[Data for this exercise — start]

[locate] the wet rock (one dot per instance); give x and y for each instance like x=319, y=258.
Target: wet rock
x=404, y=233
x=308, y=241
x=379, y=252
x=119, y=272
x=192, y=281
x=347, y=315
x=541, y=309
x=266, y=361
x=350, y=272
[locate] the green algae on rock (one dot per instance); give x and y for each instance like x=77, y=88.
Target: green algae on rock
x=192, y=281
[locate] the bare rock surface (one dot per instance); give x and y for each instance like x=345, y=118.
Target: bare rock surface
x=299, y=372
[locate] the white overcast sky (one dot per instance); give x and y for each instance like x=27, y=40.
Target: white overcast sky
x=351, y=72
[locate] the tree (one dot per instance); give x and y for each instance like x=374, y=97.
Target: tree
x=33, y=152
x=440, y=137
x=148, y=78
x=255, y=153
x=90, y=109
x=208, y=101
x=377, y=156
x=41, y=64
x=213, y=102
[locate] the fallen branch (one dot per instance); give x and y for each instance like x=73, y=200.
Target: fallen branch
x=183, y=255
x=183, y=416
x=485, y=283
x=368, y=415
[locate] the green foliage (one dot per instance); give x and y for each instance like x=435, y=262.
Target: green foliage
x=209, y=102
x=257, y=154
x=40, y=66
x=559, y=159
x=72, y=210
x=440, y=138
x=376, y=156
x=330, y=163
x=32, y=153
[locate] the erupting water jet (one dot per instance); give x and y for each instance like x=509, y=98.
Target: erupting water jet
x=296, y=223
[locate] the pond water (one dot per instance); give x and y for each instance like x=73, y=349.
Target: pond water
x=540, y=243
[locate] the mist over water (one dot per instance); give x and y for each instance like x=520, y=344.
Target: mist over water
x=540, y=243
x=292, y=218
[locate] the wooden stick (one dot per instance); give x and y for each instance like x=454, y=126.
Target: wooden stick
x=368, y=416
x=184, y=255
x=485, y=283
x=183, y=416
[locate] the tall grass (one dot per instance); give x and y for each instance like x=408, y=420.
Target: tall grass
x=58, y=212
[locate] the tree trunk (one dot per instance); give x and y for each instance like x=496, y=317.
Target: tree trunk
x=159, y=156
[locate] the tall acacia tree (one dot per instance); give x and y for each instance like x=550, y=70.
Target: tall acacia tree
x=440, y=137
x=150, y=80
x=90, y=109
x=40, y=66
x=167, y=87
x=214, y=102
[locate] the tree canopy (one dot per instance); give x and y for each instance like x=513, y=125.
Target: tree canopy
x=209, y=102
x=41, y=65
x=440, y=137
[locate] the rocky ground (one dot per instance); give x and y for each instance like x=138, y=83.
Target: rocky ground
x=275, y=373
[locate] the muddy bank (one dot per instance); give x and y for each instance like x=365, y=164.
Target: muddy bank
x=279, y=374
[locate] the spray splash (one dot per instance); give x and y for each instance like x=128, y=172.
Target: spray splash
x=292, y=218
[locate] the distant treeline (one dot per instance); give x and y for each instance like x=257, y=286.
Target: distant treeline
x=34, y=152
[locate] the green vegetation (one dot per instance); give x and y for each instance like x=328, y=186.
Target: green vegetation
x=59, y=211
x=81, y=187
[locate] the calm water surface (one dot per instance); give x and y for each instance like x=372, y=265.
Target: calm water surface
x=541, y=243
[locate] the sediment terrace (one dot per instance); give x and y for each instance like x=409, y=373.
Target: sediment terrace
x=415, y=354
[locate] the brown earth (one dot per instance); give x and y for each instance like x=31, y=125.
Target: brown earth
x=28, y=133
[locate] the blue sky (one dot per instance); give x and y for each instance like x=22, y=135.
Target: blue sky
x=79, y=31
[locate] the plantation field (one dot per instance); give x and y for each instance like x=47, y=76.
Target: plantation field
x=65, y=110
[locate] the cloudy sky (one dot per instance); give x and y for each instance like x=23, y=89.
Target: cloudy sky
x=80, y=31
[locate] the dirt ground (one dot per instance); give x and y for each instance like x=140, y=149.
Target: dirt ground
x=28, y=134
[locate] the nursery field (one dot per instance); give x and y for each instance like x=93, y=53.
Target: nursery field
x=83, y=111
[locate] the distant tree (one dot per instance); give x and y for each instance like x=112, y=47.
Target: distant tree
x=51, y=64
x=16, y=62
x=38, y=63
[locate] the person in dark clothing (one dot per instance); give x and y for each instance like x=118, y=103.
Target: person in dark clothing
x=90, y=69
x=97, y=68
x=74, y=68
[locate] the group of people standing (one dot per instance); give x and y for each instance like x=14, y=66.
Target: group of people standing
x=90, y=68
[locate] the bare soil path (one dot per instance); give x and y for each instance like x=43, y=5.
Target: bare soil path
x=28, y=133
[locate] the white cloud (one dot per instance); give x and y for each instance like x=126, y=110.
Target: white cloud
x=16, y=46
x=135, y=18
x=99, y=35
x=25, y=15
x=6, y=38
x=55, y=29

[Data for this exercise — finish]

== Problem description ==
Having read the entries above, repeat them exactly.

== Result of this task ==
[locate] the wet rock (one dot per instance); give x and y for each instance like x=319, y=258.
Target: wet rock
x=404, y=233
x=308, y=241
x=379, y=252
x=119, y=272
x=192, y=281
x=347, y=315
x=541, y=309
x=266, y=361
x=350, y=272
[locate] the green algae on rock (one dot per instance); give x and y for each instance like x=77, y=88.
Target: green algae on rock
x=192, y=281
[locate] the bare rock surface (one dot per instance); give x and y for each instance like x=345, y=118.
Target: bare rock surface
x=299, y=372
[locate] the white overcast sky (one dot per instance); give x and y for each instance like x=27, y=40.
Target: white overcast sky
x=351, y=72
[locate] the tree (one dot per instance); give x and y for each instance like x=374, y=97.
Target: tree
x=33, y=152
x=440, y=137
x=148, y=78
x=255, y=153
x=90, y=109
x=208, y=101
x=377, y=156
x=41, y=64
x=213, y=102
[locate] the fallen branch (one dot per instance); give x and y for each instance like x=73, y=200.
Target: fallen branch
x=183, y=255
x=183, y=416
x=485, y=283
x=368, y=415
[locate] the green foliage (one dot per instance); give x and y for each instance like x=435, y=262.
Target: green foliage
x=209, y=102
x=257, y=154
x=40, y=66
x=559, y=159
x=72, y=210
x=440, y=138
x=376, y=156
x=330, y=163
x=32, y=153
[locate] the erupting water jet (one dot per instance); give x and y for each instance like x=509, y=98.
Target: erupting water jet
x=296, y=223
[locate] the pond water (one dot per instance); give x and y for each instance like x=73, y=349.
Target: pond water
x=540, y=243
[locate] the mist over water (one dot per instance); give x and y for each instance like x=520, y=344.
Target: mist over water
x=540, y=243
x=292, y=218
[locate] the wooden stick (one dot per instance); give x and y for each instance like x=454, y=126.
Target: wooden stick
x=368, y=416
x=184, y=255
x=485, y=283
x=183, y=416
[locate] the tall grass (one dot per instance); give x and y for each instance like x=408, y=420.
Target: tall grass
x=58, y=212
[locate] the tree trunk (one dot per instance); give x and y for each instance like x=496, y=317.
Target: tree trunk
x=159, y=156
[locate] the tall acacia tree (one dot per instance); give x and y for each instance like x=550, y=70.
Target: tall acacia tree
x=440, y=137
x=150, y=80
x=90, y=109
x=40, y=66
x=167, y=87
x=214, y=102
[locate] the tree canopy (one dot per instance); give x and y for each instance like x=513, y=125.
Target: tree canopy
x=209, y=102
x=41, y=65
x=440, y=137
[locate] the rocky ground (one dot per instance); give x and y for each instance like x=138, y=83.
Target: rocky ground
x=275, y=373
[locate] the muddy bank (one dot per instance); give x and y for each instance like x=365, y=164.
Target: muddy bank
x=279, y=374
[locate] the spray splash (one dot per instance); give x and y for each instance like x=128, y=172.
Target: spray splash
x=292, y=218
[locate] the distant treeline (one dot per instance); give x and y for each instance like x=257, y=286.
Target: distant treeline
x=34, y=152
[locate] the green vegetation (one dot per instance); give x and y for each instance like x=328, y=186.
Target: green vegetation
x=59, y=211
x=81, y=187
[locate] the calm water surface (one dot per instance); give x and y for each instance like x=372, y=265.
Target: calm water surface
x=541, y=243
[locate] the sediment terrace (one dot per instance); give x and y for each instance like x=409, y=373.
Target: sediment terrace
x=415, y=354
[locate] the brown earth (one dot per instance); give x and y for each instance like x=31, y=125.
Target: brown earth
x=28, y=133
[locate] the blue sky (one dot per instance); give x and y for each instance like x=22, y=135.
Target: blue sky
x=79, y=31
[locate] the plantation field (one dot per instance); give x and y for each instance like x=47, y=76.
Target: plantation field
x=65, y=110
[locate] the cloudy sky (one dot per instance); give x and y for each instance like x=23, y=89.
Target: cloudy sky
x=80, y=31
[locate] the dirt ground (one dot per instance); give x and y for each instance like x=140, y=149.
Target: dirt ground
x=28, y=134
[locate] the nursery field (one dot per instance); give x and y for each instance like x=93, y=53.
Target: nursery field
x=83, y=111
[locate] the distant tree (one dot per instance); give x and y for each instance like x=112, y=47.
Target: distant tree
x=51, y=64
x=16, y=62
x=38, y=63
[locate] the person in dark clothing (one dot per instance); give x and y for each instance like x=118, y=103.
Target: person in dark clothing
x=90, y=69
x=97, y=68
x=74, y=68
[locate] the group of people standing (one dot per instance); give x and y for each instance like x=14, y=66.
Target: group of people standing
x=90, y=68
[locate] the bare soil path (one dot per instance); give x and y for each instance like x=43, y=5.
Target: bare soil path
x=28, y=133
[locate] the white cloud (one dot per instance); give x and y for each instance like x=126, y=110.
Target: white cloud
x=16, y=46
x=135, y=18
x=99, y=35
x=25, y=15
x=6, y=38
x=55, y=29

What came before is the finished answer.